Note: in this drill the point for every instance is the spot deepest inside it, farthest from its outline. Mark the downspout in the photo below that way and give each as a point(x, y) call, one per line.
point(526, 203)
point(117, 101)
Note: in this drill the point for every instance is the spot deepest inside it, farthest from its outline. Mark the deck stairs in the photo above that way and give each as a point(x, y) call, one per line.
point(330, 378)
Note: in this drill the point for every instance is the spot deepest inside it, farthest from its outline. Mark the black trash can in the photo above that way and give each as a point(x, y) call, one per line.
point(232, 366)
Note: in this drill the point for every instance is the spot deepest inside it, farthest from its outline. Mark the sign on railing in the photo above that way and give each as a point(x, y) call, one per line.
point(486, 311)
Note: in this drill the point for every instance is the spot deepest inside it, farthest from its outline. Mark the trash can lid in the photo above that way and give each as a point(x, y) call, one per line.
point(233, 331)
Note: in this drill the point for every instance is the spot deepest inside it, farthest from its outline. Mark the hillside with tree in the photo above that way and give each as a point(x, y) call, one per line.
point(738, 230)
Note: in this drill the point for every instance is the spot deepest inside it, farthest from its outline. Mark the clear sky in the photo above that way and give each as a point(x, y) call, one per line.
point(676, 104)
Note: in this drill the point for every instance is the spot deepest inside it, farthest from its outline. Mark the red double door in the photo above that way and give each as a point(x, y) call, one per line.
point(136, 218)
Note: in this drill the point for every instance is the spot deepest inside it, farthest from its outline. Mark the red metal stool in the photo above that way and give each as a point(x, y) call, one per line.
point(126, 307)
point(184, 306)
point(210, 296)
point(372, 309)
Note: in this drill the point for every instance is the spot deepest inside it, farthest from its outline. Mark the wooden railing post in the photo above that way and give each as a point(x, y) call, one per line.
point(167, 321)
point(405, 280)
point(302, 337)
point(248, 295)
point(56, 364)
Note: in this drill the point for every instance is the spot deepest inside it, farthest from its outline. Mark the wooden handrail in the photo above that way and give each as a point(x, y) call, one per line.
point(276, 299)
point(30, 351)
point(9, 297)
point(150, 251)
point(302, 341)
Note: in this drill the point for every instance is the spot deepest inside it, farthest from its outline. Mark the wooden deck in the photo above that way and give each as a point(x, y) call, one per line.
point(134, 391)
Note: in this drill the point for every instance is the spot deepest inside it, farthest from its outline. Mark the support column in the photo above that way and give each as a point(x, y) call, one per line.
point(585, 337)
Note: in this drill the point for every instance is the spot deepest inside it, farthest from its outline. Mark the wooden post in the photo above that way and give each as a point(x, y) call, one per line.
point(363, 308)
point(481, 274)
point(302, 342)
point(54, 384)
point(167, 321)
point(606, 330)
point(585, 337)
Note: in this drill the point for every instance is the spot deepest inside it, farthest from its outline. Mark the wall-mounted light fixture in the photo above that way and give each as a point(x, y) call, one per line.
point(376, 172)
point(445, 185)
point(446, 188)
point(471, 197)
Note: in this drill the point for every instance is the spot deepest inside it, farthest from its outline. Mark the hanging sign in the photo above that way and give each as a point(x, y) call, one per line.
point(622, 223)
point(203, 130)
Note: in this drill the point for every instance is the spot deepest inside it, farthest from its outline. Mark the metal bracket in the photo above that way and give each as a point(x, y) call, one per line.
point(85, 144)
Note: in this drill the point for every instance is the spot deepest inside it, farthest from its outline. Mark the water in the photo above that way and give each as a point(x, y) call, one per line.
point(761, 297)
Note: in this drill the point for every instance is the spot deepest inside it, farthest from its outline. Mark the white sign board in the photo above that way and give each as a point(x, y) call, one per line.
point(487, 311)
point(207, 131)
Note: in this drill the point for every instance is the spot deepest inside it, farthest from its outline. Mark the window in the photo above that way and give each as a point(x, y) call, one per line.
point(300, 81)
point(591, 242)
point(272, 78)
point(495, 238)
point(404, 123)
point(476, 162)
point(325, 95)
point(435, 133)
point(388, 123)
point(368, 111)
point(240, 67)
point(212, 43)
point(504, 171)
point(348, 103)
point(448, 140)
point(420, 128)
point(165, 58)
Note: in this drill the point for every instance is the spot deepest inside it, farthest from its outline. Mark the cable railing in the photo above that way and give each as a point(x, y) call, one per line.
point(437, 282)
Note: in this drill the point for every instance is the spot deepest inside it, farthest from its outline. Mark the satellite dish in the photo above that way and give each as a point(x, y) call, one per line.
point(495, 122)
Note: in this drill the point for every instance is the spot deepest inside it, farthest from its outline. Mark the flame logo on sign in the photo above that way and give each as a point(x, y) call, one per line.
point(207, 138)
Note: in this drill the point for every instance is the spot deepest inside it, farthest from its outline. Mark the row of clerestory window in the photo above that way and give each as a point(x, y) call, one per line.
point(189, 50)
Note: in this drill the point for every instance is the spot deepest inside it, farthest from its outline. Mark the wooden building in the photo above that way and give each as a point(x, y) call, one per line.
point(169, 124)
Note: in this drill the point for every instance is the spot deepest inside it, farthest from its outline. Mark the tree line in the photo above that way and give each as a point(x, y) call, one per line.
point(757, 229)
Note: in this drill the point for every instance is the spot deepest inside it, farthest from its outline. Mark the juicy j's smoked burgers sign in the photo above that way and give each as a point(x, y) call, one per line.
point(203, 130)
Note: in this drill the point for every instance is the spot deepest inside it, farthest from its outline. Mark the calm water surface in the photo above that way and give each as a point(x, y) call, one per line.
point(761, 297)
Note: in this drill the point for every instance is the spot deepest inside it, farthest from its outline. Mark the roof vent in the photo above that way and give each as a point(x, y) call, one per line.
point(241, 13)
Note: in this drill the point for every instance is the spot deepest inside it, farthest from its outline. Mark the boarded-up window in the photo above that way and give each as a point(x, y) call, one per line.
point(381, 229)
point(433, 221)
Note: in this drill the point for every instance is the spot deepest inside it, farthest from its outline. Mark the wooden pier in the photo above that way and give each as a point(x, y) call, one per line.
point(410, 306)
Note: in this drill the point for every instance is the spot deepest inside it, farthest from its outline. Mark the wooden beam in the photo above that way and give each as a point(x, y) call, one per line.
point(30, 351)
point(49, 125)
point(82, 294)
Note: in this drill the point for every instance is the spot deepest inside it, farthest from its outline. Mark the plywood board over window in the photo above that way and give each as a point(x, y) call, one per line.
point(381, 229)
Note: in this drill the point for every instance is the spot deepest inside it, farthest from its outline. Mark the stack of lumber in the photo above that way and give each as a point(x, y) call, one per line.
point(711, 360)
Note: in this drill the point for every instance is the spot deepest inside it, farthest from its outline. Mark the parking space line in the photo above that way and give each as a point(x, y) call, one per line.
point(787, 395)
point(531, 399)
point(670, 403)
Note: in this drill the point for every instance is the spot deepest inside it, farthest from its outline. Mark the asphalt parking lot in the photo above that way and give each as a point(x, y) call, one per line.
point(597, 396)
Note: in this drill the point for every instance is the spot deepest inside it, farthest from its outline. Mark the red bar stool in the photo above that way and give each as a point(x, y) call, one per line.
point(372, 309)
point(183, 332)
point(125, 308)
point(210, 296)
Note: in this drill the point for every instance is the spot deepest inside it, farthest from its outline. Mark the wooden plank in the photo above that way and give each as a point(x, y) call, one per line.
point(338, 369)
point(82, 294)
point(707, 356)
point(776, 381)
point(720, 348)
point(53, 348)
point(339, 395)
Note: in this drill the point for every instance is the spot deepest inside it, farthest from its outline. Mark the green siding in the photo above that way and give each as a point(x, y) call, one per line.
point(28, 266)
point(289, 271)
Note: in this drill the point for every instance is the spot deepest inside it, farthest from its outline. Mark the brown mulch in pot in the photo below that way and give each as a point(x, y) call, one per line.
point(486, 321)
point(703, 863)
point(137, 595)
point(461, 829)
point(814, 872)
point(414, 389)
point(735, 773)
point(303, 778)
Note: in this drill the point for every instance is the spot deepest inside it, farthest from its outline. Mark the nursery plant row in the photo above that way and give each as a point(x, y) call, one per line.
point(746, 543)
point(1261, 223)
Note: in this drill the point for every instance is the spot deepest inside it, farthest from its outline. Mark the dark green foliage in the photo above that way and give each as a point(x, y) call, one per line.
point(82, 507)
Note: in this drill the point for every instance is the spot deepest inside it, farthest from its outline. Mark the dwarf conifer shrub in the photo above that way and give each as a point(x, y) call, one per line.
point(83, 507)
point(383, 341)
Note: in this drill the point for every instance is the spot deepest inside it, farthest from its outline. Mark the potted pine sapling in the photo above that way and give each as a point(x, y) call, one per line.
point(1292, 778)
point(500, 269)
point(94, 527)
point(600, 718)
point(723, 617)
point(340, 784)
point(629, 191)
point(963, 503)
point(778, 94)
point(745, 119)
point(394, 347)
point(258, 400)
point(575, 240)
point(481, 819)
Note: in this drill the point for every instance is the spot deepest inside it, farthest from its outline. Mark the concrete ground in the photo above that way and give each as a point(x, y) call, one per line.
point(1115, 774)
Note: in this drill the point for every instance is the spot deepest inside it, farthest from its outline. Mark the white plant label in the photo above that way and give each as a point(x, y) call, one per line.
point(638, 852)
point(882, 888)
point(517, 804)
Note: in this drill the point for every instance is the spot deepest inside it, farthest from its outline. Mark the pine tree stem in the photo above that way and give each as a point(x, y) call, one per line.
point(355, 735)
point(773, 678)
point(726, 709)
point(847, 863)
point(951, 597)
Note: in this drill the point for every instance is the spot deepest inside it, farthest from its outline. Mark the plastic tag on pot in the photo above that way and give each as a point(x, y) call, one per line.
··········
» **The problem**: Can you render everything in the records from the line containing "Mark the green" down to the line containing "point(1261, 223)", both included, as a JSON list of strings with one string per line and blank lines left out?

» **Reply to the task**:
[
  "Note: in this drill the point for every instance is the spot deepest inside it, farthest from its outline. Mark the green siding in the photo above that way and give each as a point(x, y) call, one per line.",
  "point(28, 266)",
  "point(289, 271)",
  "Note: in this drill the point for every instance is the spot deepest inside it, farthest from its outline. Mark the brown mulch in pot in the photo below that way and give each as a point(x, y) call, one per line.",
  "point(486, 321)",
  "point(703, 863)",
  "point(137, 595)",
  "point(461, 829)",
  "point(814, 872)",
  "point(414, 389)",
  "point(735, 773)",
  "point(303, 778)",
  "Note: in this drill the point for every instance is the spot deepest inside it, farthest from its outline. Mark the nursery plant row in the photo above that way and give each as a point(x, y) call, one per line.",
  "point(746, 543)",
  "point(1261, 223)"
]